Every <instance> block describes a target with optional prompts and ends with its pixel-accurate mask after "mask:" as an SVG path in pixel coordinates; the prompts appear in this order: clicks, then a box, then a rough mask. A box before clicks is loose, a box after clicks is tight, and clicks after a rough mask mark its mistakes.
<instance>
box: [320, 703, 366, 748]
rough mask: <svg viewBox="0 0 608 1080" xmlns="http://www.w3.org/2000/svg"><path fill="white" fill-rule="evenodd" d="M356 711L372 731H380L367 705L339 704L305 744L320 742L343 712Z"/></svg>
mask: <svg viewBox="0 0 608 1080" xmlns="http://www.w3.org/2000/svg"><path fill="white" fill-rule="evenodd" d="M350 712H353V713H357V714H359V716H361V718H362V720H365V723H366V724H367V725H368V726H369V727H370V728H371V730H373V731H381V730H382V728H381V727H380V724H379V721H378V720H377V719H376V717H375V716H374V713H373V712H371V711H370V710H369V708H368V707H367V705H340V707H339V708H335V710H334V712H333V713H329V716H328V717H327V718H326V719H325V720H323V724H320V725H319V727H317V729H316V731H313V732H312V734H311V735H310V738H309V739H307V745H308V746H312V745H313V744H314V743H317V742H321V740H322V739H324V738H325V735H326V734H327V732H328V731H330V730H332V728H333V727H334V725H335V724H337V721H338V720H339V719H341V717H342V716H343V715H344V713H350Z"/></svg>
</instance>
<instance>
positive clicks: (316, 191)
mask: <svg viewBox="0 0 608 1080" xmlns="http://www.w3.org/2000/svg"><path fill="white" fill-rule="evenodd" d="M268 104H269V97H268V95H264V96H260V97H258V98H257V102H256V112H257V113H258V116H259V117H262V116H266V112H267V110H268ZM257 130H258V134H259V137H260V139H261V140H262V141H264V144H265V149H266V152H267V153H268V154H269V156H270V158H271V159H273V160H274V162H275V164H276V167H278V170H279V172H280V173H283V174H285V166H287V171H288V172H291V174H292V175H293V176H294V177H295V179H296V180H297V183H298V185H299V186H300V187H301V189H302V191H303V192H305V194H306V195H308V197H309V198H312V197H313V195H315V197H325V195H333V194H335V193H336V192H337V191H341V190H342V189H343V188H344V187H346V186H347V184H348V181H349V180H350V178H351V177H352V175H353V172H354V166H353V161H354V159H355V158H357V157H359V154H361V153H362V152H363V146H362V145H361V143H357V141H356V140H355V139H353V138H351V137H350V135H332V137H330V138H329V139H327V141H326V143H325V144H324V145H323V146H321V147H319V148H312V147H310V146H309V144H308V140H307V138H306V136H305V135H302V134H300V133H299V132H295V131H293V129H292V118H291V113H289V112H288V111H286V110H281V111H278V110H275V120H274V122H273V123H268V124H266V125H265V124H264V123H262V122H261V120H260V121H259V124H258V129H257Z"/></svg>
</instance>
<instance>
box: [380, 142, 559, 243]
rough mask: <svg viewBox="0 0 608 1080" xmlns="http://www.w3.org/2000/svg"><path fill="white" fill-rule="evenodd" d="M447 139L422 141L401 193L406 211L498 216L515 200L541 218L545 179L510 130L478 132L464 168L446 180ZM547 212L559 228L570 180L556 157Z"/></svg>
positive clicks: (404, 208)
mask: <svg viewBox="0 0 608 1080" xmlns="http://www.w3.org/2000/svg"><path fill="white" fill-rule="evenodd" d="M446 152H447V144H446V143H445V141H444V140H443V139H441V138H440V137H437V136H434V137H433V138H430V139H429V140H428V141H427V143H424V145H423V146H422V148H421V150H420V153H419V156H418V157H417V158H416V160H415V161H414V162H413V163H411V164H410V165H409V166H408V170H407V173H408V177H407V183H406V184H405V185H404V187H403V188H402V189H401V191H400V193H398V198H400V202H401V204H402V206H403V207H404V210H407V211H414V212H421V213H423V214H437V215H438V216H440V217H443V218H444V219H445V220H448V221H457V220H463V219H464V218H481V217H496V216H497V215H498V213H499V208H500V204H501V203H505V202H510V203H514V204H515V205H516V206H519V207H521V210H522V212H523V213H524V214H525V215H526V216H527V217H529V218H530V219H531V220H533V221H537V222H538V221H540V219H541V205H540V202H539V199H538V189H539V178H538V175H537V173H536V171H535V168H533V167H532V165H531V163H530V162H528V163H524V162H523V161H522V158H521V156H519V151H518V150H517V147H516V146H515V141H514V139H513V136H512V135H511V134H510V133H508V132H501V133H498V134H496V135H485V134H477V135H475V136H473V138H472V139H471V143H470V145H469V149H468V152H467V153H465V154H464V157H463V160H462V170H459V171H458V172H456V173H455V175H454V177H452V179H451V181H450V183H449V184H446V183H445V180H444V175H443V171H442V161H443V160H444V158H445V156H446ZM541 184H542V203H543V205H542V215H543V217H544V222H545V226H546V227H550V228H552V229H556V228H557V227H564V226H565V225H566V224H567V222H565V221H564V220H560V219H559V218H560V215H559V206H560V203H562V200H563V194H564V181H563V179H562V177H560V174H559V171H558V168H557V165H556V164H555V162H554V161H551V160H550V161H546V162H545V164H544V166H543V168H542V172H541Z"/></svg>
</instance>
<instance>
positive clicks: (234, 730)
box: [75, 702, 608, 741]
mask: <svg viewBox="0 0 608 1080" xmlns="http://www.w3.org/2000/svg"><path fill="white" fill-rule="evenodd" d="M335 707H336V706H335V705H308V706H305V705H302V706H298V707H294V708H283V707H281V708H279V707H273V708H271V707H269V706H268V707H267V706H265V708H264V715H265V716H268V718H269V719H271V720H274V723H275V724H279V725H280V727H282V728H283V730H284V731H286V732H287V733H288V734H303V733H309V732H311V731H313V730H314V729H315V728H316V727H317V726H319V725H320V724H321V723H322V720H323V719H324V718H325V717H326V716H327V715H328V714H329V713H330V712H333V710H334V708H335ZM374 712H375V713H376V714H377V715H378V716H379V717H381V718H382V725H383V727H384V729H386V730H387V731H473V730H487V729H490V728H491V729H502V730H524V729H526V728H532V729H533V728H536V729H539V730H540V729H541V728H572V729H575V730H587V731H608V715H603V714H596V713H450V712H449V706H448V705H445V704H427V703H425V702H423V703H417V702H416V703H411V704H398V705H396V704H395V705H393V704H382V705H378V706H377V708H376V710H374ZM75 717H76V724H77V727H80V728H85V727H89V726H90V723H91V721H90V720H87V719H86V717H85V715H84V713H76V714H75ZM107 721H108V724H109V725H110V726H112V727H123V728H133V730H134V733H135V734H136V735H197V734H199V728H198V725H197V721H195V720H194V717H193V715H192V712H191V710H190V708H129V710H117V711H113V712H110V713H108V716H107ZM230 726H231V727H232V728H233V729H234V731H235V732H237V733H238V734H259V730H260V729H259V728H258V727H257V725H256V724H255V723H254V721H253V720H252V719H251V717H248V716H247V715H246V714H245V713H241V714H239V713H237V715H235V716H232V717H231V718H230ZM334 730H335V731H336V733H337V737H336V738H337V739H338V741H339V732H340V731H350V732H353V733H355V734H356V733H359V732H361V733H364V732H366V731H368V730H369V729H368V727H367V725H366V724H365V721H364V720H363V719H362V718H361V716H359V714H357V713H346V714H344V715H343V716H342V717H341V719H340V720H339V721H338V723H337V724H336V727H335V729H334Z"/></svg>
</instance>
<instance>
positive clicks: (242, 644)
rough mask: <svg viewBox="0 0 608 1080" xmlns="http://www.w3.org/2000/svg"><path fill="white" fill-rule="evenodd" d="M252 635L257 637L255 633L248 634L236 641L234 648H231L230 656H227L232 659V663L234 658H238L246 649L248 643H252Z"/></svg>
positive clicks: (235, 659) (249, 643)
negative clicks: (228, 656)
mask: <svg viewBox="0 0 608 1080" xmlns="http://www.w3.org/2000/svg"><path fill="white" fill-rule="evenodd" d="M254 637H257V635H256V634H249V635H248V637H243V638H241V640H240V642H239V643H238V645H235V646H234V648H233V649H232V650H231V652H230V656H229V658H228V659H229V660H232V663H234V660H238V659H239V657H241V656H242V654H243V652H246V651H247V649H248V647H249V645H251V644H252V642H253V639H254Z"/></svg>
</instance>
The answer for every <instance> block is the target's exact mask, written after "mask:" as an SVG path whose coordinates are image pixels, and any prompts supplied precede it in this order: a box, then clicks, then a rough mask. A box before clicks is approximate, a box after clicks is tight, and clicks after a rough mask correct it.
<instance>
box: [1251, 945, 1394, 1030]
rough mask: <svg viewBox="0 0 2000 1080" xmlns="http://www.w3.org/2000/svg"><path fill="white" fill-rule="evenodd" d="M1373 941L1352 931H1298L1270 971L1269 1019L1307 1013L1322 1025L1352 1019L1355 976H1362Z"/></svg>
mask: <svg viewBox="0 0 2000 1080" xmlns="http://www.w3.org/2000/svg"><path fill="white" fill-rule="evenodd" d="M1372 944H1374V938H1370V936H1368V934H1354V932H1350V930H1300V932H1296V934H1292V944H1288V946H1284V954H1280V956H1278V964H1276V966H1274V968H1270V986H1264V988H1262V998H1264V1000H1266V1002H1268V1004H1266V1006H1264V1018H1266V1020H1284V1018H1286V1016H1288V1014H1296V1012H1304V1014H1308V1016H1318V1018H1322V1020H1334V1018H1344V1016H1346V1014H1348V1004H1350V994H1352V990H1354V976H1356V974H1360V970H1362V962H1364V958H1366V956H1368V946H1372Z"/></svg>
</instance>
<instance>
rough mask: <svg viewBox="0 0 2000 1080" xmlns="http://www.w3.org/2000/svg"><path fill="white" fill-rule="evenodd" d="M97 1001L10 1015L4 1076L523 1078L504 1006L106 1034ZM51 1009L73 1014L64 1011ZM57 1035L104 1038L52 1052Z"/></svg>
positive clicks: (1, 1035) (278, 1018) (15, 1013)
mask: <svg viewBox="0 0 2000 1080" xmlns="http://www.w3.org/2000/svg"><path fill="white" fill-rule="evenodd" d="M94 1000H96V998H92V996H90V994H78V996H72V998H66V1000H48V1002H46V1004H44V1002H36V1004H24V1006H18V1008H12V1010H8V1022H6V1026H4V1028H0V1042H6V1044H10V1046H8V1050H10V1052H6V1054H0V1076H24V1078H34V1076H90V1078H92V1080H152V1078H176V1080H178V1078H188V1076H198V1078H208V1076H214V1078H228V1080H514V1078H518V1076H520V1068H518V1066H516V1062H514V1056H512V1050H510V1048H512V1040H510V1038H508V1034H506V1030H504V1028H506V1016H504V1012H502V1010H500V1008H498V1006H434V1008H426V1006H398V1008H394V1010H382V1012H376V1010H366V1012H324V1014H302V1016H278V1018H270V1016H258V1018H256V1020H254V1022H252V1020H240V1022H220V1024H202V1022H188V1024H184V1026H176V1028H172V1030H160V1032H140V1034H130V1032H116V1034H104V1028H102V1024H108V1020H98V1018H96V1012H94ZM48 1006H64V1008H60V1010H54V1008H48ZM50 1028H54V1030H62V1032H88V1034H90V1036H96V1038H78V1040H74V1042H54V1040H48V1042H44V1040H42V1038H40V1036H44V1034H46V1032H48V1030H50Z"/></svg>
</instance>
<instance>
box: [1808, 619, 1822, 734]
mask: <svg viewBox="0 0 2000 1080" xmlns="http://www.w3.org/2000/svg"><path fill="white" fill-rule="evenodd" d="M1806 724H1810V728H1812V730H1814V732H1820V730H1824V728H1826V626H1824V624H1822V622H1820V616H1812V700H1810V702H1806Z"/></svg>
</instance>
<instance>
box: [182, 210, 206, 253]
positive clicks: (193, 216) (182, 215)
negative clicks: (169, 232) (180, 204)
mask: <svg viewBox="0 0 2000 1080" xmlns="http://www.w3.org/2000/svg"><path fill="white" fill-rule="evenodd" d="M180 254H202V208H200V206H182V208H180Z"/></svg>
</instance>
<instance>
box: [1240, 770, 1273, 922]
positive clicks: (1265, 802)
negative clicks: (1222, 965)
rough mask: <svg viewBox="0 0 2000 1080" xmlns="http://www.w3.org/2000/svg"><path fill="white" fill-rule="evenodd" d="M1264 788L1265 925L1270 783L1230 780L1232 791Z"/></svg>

*ACTIVITY*. Exactly as they appear, print the lines from the one holding "positive clicks: (1265, 802)" through the final line of the entries, and no others.

*OUTPUT*.
positive clicks: (1265, 802)
negative clicks: (1222, 965)
rough mask: <svg viewBox="0 0 2000 1080" xmlns="http://www.w3.org/2000/svg"><path fill="white" fill-rule="evenodd" d="M1264 788L1265 925L1270 783L1230 780L1232 791Z"/></svg>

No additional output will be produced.